_Given task_
Find each line in the material below that contains the word "cloud" and copy those lines. Matching is case-sensitive.

_Material for this exercise_
....

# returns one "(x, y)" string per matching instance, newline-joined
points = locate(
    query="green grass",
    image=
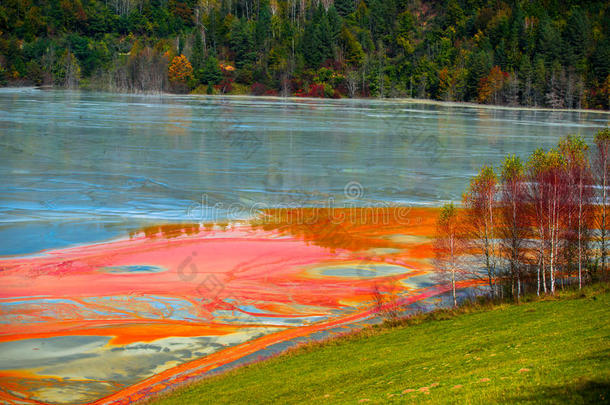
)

....

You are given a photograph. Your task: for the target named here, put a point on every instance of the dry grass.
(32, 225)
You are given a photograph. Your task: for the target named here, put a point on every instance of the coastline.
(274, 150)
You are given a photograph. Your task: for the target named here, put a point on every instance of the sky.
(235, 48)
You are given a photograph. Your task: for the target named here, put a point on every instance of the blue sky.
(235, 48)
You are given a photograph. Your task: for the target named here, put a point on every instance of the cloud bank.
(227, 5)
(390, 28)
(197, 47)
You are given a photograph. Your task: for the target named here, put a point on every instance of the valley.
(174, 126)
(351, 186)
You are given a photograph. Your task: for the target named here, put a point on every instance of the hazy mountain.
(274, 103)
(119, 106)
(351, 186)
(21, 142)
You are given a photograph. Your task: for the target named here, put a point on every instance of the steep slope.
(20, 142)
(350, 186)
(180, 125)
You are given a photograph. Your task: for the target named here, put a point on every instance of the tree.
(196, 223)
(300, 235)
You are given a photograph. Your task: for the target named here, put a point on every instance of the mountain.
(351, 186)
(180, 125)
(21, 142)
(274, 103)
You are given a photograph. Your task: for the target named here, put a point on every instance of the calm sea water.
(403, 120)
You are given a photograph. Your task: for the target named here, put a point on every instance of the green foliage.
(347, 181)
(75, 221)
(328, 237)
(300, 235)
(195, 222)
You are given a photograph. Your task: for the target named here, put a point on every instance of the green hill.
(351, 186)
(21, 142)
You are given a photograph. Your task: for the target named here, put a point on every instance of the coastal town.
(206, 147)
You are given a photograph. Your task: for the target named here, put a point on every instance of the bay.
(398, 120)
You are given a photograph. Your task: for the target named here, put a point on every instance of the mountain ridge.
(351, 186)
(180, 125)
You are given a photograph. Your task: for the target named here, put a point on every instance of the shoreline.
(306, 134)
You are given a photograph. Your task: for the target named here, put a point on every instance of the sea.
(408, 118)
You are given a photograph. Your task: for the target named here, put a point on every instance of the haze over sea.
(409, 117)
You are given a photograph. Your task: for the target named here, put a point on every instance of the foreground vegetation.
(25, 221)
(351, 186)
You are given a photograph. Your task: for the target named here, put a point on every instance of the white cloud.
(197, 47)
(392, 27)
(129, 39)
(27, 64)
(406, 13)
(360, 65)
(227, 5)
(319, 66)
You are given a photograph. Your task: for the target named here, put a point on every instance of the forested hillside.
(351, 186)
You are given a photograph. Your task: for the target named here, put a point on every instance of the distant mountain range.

....

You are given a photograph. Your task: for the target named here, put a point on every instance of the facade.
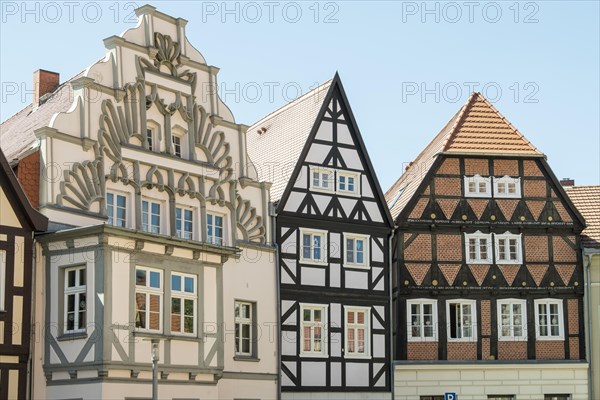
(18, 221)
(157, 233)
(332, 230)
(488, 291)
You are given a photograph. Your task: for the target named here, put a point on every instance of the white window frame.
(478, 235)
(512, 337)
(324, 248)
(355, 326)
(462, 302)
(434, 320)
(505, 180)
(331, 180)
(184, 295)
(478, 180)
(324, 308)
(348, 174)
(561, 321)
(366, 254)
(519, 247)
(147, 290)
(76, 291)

....

_Correct response_
You are given a photograph. Your task: for the target named here, put a point on every instance of the cloud bank.
You are given a photograph. Your task: for the target named here, put a point on every instance of the white cloud.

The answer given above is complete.